**Sumber**
□ □ □ □ □ □ □

Pelaku Samarkan Aktifitas Drilling
Lingkungan & Krisis Iklim
March 2, 2025
Jon Afrizal/Bayung Lencir, Sumatera Selatan

Tiang rig yang menggunakan kayu untuk menyamarkan aktifitas drilling. (credits: Jon Afrizal/amira.co.id)
KENDATI telah ditertibkan oleh PPNS Dinas Kehutanan Provinsi Sumatera Selatan pada pekan kedua bulan Februari 2025 lalu, tetapi aktifitas drilling mulai terjadi lagi di KM 52 Desa Sako Suban Kecamatan Bayung Lencir Kabupaten Musi Banyuasin Provinsi Sumatera Selatan.
Untuk menyamarkan aktifitasnya, para pelaku tidak lagi menggunakan tiang rig yang berbahan besi. Melainkan, mereka menggunakan tiang rig dari kayu.
Terdapat sekitar empat sumur yang menggunakan tiang rig dari kayu di kawasan ini.
Ini terjadi, karena, sewaktu pembersihan, satu sumur yang dianggap tidak aktif, tidak dirusak atau dihancurkan petugas Gakum. Akibatnya, sumur itu berdiri kembali dengan menggunakan tiang rig dari kayu.
Satu sumur itu, kemudian ditambah dengan tiga sumur baru lainnya. Para pelaku, seperti biasa, beraktifitas ketika malam hari.
Adapun, tiang rig itu ada kayu tebangan yang diambil dari kawasan Hutan Harapan.

Satu tempat berkumpul para pelaku drilling di KM 52, setelah penegakan hukum oleh PPNS Dinas Kehutanan Provinsi Sumatera Selatan. (credits: Jon Afrizal/amira.co.id)
Jelas saja, terdapat kerugian biodiversity. Kerugian yang dapat menganggu “lingkar kehidupan” di kawasan hutan, untuk ke depannya.
TP Damanik, manager Perlindungan Hutan PT Reki, mengatakan, total areal yang “ditempati” pelaku drilling adalah 50 hektare.

□ □ □ □ □ □ □

**Baris Data**
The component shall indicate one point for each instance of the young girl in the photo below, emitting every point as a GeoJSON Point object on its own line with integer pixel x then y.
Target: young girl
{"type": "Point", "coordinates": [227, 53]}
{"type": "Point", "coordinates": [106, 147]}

□ □ □ □ □ □ □

**Instruksi Tertulis**
Jawablah setiap pertanyaan singkat ini dengan berpedoman pada teks sumber.
1. Di kilometer berapa aktivitas drilling kembali terjadi?
2. Ada sekitar berapa sumur yang memakai tiang rig dari kayu di kawasan itu?
3. Menurut TP Damanik, berapa luas total areal yang "ditempati" pelaku drilling?
Data tersebut diambil dari sumber yang berbeda.

**Hasil Latihan**
1. KM 52
2. Sekitar empat sumur
3. 50 hektare